## Requirement
Gather every line of the records below that contains the word "negative" and copy each such line in full.
● ● ● ●
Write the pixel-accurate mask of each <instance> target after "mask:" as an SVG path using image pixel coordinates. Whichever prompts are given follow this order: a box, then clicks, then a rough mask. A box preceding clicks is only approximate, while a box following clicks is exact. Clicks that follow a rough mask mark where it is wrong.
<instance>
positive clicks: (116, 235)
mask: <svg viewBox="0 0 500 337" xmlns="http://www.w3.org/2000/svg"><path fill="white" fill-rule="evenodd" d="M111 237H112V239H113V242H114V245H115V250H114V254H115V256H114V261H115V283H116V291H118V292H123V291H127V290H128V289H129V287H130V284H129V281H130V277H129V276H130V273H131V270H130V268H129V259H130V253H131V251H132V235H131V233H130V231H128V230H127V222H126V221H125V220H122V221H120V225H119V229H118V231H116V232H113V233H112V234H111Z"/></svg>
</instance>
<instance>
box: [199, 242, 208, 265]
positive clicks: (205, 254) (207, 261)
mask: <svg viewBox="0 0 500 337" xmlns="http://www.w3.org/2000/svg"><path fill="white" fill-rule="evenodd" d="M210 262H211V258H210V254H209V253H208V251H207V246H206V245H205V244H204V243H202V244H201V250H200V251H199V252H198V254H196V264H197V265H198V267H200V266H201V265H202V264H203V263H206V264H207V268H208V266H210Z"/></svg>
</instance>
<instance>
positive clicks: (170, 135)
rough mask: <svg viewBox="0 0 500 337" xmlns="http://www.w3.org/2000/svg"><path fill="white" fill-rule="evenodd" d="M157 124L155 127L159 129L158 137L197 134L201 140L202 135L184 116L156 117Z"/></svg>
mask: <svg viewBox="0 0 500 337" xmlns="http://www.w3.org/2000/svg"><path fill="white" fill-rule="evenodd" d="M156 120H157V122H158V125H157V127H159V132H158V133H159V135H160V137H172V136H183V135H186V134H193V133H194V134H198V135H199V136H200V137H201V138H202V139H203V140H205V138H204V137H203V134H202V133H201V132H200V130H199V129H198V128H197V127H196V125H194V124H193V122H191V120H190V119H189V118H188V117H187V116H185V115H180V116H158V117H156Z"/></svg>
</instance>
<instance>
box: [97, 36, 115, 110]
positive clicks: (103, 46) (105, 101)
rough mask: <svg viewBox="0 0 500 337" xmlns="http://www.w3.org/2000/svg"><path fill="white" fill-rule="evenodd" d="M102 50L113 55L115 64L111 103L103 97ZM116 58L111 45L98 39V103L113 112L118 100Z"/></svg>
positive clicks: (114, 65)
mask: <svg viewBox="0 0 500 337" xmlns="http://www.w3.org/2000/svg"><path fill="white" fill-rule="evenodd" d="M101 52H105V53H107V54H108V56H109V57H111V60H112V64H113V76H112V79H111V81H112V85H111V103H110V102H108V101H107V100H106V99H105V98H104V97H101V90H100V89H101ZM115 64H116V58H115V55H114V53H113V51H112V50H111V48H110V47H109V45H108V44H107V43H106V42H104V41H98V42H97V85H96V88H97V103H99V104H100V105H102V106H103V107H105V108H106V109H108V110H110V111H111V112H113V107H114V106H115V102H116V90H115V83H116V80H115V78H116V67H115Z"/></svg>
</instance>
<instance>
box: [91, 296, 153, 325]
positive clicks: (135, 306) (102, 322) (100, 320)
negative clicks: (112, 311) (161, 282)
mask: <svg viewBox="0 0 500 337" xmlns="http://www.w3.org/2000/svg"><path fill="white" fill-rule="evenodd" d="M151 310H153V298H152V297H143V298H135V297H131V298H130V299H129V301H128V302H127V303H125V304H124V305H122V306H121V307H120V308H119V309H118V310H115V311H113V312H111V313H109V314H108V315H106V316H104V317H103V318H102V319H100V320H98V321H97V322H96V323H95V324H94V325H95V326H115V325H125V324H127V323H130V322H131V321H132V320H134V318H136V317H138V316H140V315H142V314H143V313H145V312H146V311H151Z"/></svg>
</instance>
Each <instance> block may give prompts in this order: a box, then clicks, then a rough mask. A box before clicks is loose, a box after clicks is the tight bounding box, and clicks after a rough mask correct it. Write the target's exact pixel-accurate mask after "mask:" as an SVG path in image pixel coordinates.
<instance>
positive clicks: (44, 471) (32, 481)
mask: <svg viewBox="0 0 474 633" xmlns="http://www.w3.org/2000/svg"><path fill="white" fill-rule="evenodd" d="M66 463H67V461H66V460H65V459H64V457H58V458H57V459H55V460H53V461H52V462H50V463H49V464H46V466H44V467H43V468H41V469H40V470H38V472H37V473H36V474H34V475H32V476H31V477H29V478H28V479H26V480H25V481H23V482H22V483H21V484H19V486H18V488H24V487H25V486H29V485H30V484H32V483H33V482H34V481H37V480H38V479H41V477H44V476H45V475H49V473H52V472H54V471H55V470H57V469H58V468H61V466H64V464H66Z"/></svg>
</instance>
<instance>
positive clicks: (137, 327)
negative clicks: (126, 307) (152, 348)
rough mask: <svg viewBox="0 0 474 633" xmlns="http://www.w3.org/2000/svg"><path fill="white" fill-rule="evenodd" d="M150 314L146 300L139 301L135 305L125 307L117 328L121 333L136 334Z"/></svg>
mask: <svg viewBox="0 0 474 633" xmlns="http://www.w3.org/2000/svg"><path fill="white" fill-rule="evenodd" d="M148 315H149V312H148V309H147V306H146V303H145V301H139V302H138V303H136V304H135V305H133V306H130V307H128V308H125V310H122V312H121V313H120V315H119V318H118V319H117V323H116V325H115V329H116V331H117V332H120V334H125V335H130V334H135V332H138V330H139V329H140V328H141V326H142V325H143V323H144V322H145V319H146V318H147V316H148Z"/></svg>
● ● ● ●
## Written response
negative clicks: (112, 311) (161, 282)
negative clicks: (126, 307) (152, 348)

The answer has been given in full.